**Extracted text:**
————

Home / Lead News / Sadiq Khan crushed favourite Tessa Jowell today to become Labour’s candidate for Mayor of London.

Sadiq Khan crushed favourite Tessa Jowell today to become Labour’s candidate for Mayor of London.

32The bus driver’s son from Tooting ended the mayoral dream of the former Olympics minister, winning in the final round by 58.9 per cent to 41.1 per cent.
His surprise victory was fuelled by thousands of supporters of Left-winger Jeremy Corbyn —and set alarm bells ringing among Labour modernisers.
It sets the scene for an electrifying showdown for the capital’s top job next May, almost certainly against Conservative frontrunner Zac Goldsmith.
But some Labour MPs said Dame Tessa would have stood a better chance of winning, and pointed to polls showing she had more cross-party appeal.
If he wins, human rights lawyer Mr Khan, 44, will make history as the capital’s first Muslim mayor.
As the result was declared at Royal Festival Hall, Mr Khan said he would serve “all Londoners”. “I am deeply humbled to have received the support of tens of thousands of Londoners,” he said. “I am determined to repay that trust by winning the mayoral election next May, and making a real difference to Londoners’ lives.
“London gave me and my family huge opportunities. A council house so we could save for a deposit to buy our own home. A secure job for my dad as a bus driver. A great education for me and my siblings, affordable university places and good quality apprenticeships. As Mayor I will provide more opportunities for all Londoners.
“My priorities for Londoners are clear. An affordable and secure home to rent or buy. More jobs with higher wages for the lowest paid. Making it easier to set up and run a successful business. Reducing the cost of commuting and making London’s environment safer, healthier and less polluted.”

Dame Tessa told The Standard: “I’m extremely proud of the positive campaign we have run this summer but it wasn’t to be.
“I wish Sadiq every success in fighting the election next year and winning City Hall back for Labour.”
It was the hardest-fought Labour selection contest since Ken Livingstone locked horns with Frank Dobson in 2000.

————

**Material:**
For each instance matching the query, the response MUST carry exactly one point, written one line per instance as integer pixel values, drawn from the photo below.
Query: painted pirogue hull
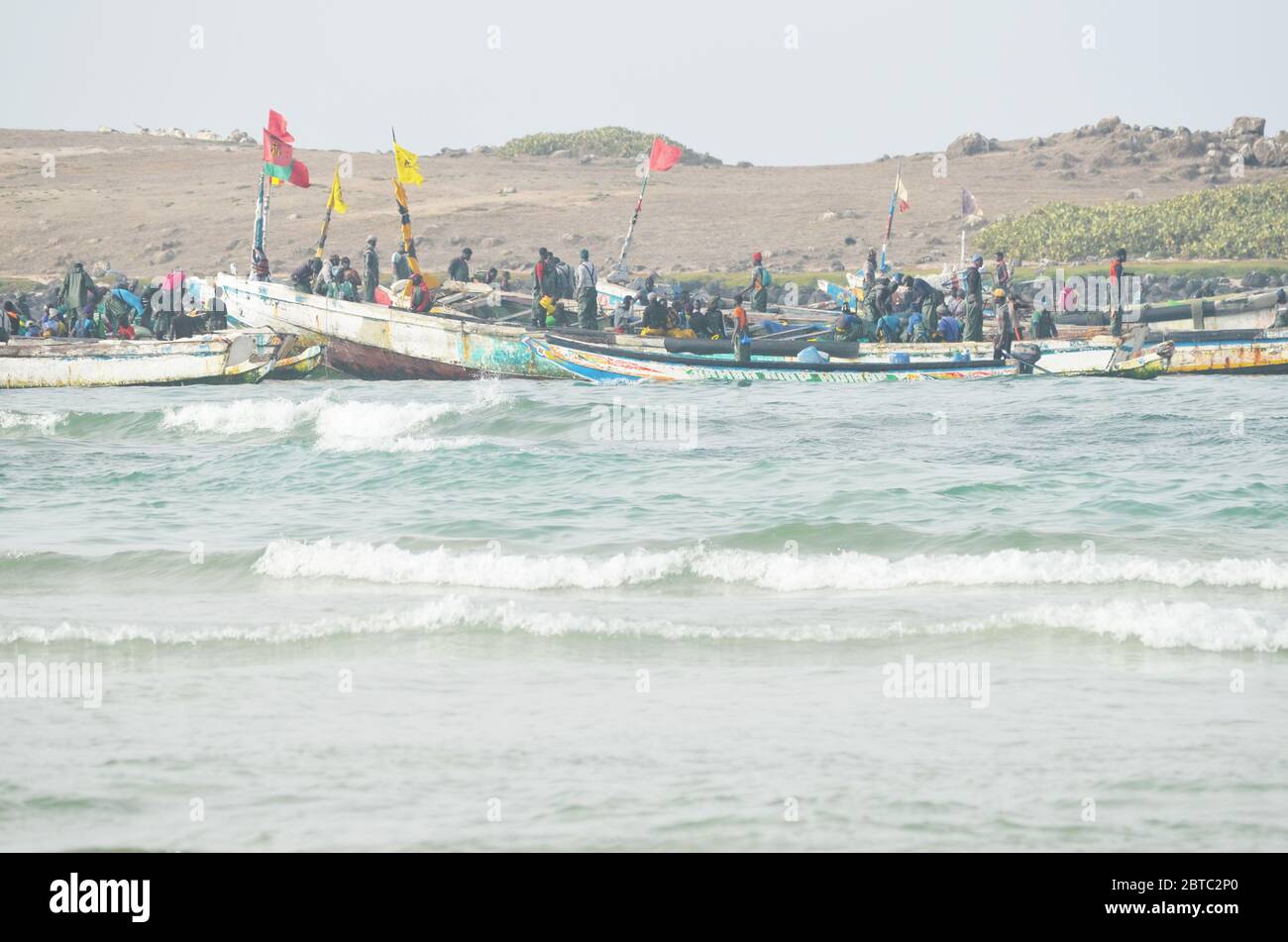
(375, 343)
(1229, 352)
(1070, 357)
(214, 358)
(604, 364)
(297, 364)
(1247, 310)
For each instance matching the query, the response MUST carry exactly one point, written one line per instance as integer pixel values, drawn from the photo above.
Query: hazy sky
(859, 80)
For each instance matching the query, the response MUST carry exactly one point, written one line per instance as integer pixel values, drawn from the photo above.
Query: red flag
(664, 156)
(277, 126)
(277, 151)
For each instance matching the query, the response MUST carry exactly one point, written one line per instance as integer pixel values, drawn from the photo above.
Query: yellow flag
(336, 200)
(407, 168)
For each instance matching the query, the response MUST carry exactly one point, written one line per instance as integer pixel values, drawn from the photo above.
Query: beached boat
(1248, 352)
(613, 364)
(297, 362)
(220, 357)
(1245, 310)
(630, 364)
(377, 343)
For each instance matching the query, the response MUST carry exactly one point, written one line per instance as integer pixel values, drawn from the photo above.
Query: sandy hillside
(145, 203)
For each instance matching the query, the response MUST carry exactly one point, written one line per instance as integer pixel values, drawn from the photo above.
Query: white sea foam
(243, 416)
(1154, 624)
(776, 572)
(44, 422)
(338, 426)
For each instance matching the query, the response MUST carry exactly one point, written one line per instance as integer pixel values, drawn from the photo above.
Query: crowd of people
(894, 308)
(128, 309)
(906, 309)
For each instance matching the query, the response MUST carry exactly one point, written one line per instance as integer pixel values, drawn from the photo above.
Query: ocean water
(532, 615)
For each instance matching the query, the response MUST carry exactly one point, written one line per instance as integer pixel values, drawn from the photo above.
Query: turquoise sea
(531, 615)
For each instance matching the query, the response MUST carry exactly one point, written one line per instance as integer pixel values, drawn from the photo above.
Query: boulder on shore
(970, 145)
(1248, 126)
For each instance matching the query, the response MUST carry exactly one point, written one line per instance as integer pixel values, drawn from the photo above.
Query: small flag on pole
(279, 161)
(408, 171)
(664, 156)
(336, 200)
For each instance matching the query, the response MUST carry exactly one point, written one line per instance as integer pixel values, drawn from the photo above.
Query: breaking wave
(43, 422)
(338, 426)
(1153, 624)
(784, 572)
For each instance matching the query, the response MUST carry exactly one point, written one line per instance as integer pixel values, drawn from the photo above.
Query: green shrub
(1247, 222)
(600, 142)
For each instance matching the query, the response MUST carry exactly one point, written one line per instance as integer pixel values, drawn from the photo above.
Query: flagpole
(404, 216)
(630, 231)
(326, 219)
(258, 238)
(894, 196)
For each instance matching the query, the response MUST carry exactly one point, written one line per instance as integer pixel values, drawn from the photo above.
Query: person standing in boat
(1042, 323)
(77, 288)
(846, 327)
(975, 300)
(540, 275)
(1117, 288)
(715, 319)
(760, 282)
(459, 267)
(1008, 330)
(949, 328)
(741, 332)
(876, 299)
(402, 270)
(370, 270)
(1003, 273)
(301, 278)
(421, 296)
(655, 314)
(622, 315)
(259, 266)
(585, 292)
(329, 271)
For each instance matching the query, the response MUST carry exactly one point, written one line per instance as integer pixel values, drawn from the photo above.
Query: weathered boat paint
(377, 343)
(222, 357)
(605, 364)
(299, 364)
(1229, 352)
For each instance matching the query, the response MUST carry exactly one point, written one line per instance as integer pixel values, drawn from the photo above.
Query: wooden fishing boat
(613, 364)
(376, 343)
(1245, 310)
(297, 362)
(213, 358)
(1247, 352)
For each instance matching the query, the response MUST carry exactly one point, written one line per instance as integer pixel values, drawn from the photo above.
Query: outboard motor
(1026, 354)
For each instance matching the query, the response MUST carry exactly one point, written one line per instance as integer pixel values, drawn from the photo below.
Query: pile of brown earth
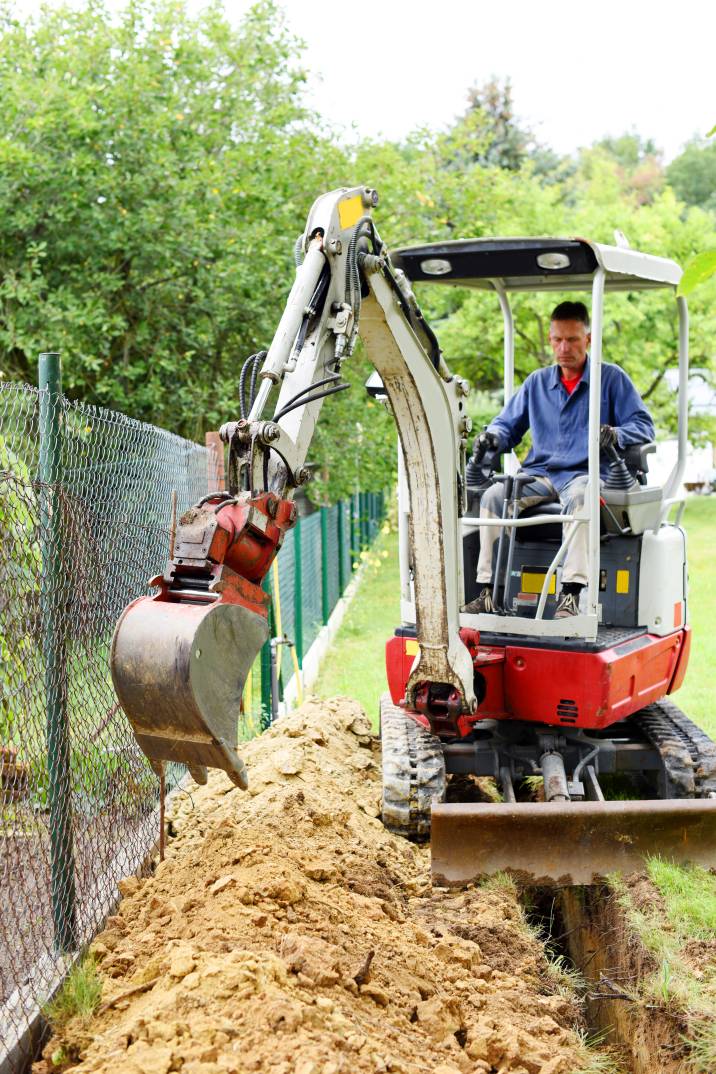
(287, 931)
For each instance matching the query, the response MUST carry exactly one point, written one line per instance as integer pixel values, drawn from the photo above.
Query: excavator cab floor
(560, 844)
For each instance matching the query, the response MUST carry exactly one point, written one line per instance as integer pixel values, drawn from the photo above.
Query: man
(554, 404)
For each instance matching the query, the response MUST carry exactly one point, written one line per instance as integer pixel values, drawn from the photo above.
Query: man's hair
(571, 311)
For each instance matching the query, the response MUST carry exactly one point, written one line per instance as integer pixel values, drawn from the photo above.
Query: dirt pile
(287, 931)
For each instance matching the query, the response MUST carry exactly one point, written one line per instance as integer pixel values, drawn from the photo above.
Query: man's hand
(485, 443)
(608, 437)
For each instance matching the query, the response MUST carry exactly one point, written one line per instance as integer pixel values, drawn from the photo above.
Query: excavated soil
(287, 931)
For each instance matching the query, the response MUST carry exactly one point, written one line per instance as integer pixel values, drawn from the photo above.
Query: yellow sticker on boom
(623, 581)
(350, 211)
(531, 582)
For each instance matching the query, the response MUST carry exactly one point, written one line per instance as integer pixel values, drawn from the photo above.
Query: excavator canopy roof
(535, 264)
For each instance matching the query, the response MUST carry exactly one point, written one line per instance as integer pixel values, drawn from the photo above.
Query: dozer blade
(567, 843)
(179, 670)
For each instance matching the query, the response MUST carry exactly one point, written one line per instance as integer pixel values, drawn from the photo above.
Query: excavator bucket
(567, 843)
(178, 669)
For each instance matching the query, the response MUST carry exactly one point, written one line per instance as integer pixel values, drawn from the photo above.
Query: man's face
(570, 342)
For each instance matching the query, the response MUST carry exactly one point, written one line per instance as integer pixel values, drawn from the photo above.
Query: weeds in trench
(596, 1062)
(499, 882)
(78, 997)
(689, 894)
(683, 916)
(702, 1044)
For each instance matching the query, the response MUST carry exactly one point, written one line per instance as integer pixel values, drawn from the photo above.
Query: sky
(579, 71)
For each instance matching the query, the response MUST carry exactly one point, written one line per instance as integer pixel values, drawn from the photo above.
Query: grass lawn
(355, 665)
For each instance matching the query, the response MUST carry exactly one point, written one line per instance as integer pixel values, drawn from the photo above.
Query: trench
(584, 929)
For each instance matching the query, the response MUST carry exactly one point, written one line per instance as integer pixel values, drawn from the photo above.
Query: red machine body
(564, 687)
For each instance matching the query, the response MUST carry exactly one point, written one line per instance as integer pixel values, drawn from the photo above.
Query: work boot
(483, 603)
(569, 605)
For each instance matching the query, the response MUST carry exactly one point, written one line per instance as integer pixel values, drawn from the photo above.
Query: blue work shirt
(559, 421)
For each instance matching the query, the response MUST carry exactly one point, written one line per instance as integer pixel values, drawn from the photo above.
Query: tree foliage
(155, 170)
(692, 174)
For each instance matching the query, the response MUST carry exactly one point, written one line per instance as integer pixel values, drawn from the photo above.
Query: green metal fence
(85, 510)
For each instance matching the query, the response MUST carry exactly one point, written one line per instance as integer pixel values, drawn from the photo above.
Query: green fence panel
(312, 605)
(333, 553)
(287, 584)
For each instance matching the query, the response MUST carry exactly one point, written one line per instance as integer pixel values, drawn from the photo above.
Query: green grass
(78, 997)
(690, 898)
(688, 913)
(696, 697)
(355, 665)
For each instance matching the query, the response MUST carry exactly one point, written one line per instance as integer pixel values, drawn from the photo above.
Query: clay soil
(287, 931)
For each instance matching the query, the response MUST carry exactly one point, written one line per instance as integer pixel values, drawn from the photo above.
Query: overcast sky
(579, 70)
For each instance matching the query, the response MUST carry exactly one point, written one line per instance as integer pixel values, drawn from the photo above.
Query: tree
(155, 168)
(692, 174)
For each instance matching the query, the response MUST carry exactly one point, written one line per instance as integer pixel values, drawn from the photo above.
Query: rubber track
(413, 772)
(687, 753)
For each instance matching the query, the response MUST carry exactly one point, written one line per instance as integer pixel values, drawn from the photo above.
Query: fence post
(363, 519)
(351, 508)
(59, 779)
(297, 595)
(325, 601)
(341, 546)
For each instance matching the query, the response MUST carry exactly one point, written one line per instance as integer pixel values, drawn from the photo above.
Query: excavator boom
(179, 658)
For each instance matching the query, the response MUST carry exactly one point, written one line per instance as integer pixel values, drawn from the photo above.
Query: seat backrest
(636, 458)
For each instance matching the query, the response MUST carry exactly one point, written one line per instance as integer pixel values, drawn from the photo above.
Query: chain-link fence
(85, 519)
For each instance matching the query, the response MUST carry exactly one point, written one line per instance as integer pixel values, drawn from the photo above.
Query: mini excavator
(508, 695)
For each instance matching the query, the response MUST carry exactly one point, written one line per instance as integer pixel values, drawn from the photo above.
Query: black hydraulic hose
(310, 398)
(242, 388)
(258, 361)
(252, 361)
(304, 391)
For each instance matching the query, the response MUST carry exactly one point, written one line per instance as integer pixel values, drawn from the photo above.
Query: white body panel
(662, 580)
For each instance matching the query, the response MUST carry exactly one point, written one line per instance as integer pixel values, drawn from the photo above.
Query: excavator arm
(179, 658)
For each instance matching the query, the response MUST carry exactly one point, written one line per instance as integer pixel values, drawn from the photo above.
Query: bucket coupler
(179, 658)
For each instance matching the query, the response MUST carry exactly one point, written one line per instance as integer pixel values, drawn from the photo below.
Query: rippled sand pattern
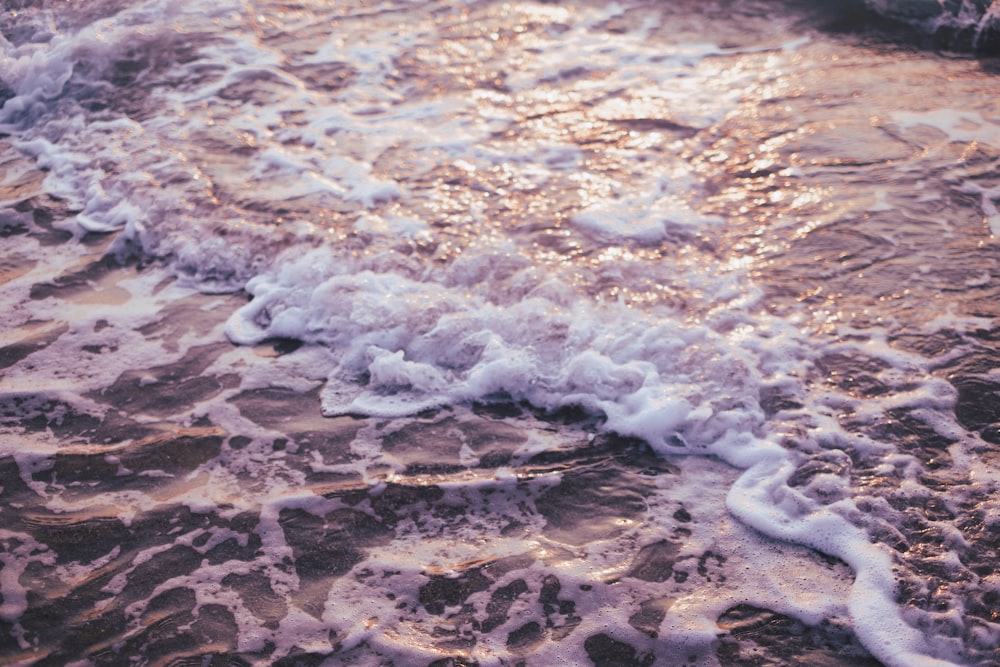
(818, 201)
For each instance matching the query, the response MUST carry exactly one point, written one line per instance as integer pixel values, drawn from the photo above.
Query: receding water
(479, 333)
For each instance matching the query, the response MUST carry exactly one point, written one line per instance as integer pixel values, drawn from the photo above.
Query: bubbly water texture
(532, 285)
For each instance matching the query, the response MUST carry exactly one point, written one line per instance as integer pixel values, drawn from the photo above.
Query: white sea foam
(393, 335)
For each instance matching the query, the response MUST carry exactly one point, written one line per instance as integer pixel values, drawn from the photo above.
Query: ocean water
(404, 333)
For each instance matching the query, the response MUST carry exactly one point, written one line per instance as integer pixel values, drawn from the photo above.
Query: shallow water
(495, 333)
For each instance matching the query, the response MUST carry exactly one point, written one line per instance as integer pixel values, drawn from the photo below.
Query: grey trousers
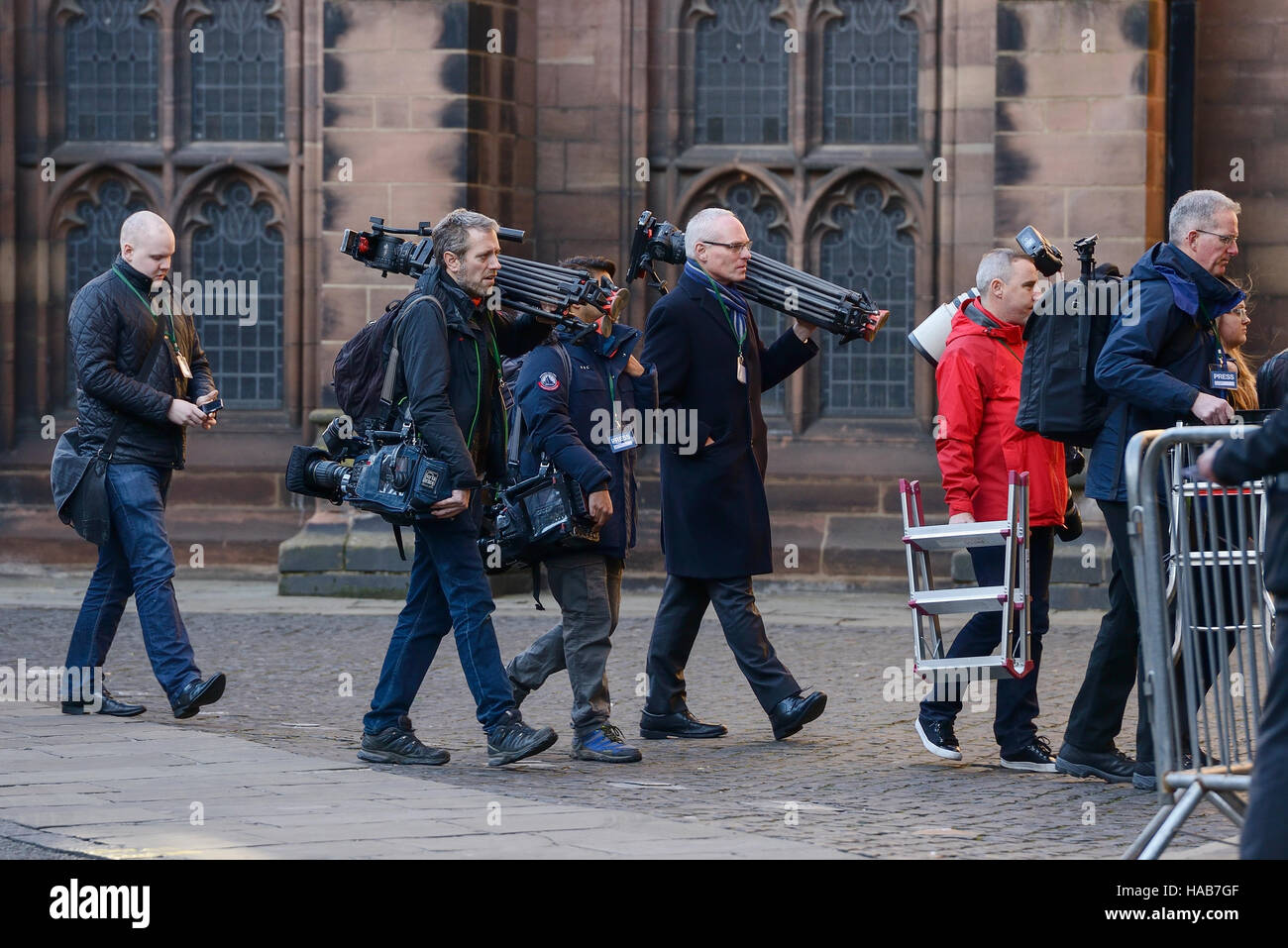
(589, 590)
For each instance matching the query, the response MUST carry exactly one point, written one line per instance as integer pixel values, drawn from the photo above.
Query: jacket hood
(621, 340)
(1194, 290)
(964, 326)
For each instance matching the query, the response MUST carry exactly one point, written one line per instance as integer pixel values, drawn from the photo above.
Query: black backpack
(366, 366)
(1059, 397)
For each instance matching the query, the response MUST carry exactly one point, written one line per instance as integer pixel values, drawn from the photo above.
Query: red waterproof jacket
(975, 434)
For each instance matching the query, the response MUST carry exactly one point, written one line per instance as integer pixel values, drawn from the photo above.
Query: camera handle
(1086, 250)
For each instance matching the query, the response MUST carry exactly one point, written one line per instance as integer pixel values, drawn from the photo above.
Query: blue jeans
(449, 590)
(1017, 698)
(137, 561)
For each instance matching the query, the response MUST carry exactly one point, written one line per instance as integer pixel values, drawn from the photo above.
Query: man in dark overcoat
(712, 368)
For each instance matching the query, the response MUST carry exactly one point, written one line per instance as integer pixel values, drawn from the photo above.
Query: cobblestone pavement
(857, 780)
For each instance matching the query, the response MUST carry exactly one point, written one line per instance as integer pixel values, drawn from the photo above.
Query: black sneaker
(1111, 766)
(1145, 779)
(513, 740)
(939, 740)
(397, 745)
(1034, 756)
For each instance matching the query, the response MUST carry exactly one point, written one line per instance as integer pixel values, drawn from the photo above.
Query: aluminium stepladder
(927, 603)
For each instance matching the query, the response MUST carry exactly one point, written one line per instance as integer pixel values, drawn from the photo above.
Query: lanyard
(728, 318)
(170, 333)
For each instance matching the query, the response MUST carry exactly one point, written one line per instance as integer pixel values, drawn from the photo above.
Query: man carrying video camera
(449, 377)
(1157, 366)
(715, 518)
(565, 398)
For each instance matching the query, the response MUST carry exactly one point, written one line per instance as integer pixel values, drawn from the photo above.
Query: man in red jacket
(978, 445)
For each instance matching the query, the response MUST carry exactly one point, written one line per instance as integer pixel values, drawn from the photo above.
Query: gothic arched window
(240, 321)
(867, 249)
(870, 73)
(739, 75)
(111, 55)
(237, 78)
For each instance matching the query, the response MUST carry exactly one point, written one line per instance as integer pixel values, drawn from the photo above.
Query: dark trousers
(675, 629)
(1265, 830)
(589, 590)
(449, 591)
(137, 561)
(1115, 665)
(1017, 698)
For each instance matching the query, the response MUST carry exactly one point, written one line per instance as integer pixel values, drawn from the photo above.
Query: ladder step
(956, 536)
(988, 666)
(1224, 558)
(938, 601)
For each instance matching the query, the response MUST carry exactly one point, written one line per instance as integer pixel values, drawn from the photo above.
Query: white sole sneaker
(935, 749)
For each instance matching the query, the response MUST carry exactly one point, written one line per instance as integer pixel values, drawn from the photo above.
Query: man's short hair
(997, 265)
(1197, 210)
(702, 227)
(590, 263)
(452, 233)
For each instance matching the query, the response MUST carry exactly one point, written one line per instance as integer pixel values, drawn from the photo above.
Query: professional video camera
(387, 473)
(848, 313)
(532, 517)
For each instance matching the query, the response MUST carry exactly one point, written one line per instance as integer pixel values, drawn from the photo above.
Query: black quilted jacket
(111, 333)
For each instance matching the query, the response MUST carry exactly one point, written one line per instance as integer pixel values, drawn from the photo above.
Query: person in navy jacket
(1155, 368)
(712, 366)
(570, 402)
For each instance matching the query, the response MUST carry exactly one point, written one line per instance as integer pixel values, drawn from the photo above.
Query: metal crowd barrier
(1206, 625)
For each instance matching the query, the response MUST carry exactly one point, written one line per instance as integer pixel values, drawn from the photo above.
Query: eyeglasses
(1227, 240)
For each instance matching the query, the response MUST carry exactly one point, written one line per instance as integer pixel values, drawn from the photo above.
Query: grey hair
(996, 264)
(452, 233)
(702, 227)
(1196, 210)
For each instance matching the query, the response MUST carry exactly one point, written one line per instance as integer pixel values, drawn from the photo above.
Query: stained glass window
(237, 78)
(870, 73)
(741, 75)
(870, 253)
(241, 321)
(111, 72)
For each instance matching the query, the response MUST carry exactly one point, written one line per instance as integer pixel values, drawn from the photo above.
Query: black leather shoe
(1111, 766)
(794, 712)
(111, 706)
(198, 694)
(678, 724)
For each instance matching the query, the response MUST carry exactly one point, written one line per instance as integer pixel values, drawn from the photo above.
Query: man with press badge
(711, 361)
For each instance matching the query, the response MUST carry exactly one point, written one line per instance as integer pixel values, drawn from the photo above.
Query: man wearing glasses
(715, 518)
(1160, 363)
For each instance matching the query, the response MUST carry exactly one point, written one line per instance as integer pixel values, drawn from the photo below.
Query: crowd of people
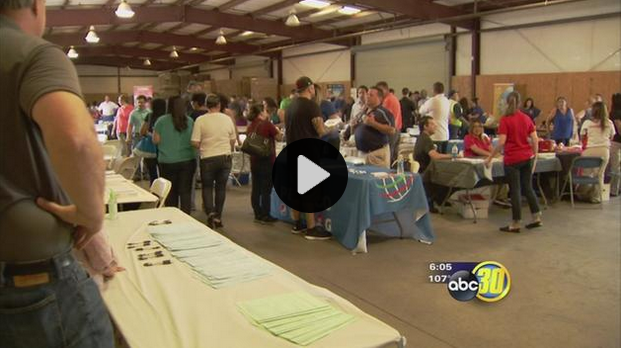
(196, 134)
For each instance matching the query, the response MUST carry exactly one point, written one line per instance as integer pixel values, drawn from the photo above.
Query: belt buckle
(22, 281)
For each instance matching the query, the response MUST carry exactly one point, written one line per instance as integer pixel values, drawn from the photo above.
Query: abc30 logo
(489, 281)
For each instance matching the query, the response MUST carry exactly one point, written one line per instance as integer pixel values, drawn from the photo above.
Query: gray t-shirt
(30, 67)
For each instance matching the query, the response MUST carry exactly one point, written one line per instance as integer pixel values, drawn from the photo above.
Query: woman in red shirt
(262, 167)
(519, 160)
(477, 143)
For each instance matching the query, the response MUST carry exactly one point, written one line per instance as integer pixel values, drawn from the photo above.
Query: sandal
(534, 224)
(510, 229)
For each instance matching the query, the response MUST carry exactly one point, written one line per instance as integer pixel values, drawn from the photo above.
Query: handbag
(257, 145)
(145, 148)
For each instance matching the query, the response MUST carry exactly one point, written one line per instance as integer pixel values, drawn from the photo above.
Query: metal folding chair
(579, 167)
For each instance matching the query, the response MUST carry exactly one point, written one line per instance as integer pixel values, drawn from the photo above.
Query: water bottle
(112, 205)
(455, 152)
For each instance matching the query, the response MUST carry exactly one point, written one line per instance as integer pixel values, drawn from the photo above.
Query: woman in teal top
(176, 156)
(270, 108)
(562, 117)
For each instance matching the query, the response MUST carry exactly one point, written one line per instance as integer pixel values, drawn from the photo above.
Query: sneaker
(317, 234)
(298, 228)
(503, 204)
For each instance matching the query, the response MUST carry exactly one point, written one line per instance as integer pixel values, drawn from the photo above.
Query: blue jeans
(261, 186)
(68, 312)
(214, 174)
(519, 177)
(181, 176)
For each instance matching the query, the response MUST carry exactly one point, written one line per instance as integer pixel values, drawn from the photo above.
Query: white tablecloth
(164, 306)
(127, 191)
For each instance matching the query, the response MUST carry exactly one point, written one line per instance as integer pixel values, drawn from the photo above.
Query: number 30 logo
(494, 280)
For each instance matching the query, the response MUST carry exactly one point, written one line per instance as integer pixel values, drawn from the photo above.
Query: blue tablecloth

————

Could you continue the article on Sadiq Khan winning Labour's London mayoral nomination, picking up after its final sentence? The rows are unrelated to the article on Sadiq Khan's selection as Labour's mayoral candidate.

First to be knocked out was Harrow West MP Gareth Thomas, followed by transport expert Christian Wolmar. Tottenham MP David Lammy came fourth and was next to be knocked out, followed by Diane Abbott.
The final tally, taking into account second preferences, was 48,152 votes for former shadow London minister Mr Khan and 33,573 for Dame Tessa.
May’s mayoral contest will be of major national significance — as the first real test of Labour under its new leader, expected to be named tomorrow as Mr Corbyn.
At stake is a £17 billion budget, huge international profile and control of transport, policing and housing in the capital. The new Mayor will also take on newly devolved powers over skills, transport, planning and health.
Mr Khan had the support of all the big unions, including Unite and the GMB. His campaign is expected to focus on housing, pledging to take personal charge of making it cheaper and easier to buy a home in London. His key proposals include setting up a new “economic fairness” unit at City Hall to work with the public and private sectors to deliver higher wages and better pay and conditions.
He would freeze Tube and train fares until 2020 and cut bus fares, while campaigning against Heathrow expansion and striving to improve London’s poor air quality.
But to win he will have to boost Labour support in outer London, where the party trails behind the Tories, and appeal to Londoners who do not normally vote Labour.
During the campaign, Mr Khan visited more than 200 workplaces, community centres, churches, temples and mosques and set up a new platform for young voters — Dare to Dream.
He also won the backing of 16 London Labour MPs, as well as senior figures from across the party including Ken Livingstone and Neil Kinnock.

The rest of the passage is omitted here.